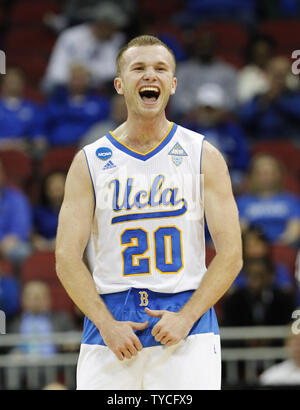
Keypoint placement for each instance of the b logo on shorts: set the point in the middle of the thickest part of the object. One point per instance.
(144, 298)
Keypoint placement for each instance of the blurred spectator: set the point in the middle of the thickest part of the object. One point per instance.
(45, 214)
(252, 78)
(73, 11)
(118, 114)
(278, 9)
(20, 119)
(37, 319)
(267, 205)
(94, 44)
(9, 294)
(261, 303)
(211, 118)
(274, 113)
(286, 373)
(203, 67)
(15, 222)
(196, 10)
(256, 245)
(72, 110)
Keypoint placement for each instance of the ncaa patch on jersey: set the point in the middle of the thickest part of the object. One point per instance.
(104, 153)
(177, 153)
(109, 165)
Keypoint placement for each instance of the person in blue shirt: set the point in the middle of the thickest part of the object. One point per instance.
(256, 245)
(15, 222)
(274, 113)
(10, 290)
(21, 124)
(267, 205)
(211, 118)
(45, 214)
(72, 110)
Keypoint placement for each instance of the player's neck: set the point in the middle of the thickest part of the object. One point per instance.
(143, 134)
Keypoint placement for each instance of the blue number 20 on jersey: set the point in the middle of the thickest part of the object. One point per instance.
(167, 250)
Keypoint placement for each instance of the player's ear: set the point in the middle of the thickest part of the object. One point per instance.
(174, 85)
(118, 84)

====

TO DO
Copy all the records above word for word, including every point, but leave out the picture.

FULL ANSWER
Keypoint placement for each instance of the b logo on shorts: set the point in the middle of the thickest part of the object. One point per instance.
(144, 298)
Keypoint placement for each instance of the blurred spectator: set the point in the middle of the thickest part of the object. One point per instance.
(45, 214)
(252, 78)
(73, 11)
(118, 114)
(278, 9)
(20, 119)
(37, 319)
(267, 205)
(94, 44)
(9, 294)
(261, 303)
(211, 118)
(274, 113)
(286, 373)
(203, 67)
(15, 222)
(196, 10)
(256, 245)
(72, 110)
Keypoint placement for each instance of the ncaa patch on jersey: set the point in the middle of the thickest part of the object. One point per instance.
(104, 153)
(177, 153)
(109, 165)
Keypoint placement for each instance of the person in blue shirt: set the point in the middle of the thickest part of the object. One point per instance.
(256, 245)
(15, 222)
(274, 113)
(10, 290)
(21, 124)
(267, 205)
(211, 118)
(45, 214)
(72, 110)
Keypoint placement for each instance of the player's neck: set the point in the middle of the thickest part of the object. One point per instance.
(143, 134)
Keypoint placement for each instance of the blue number 20 on jersey: set the point in the middle of the thickest part of the object. One point per instance.
(167, 250)
Keypoint placement for each instance of the player's ear: set the point in the middle of the thickest part of the object. One point per instance.
(174, 85)
(118, 84)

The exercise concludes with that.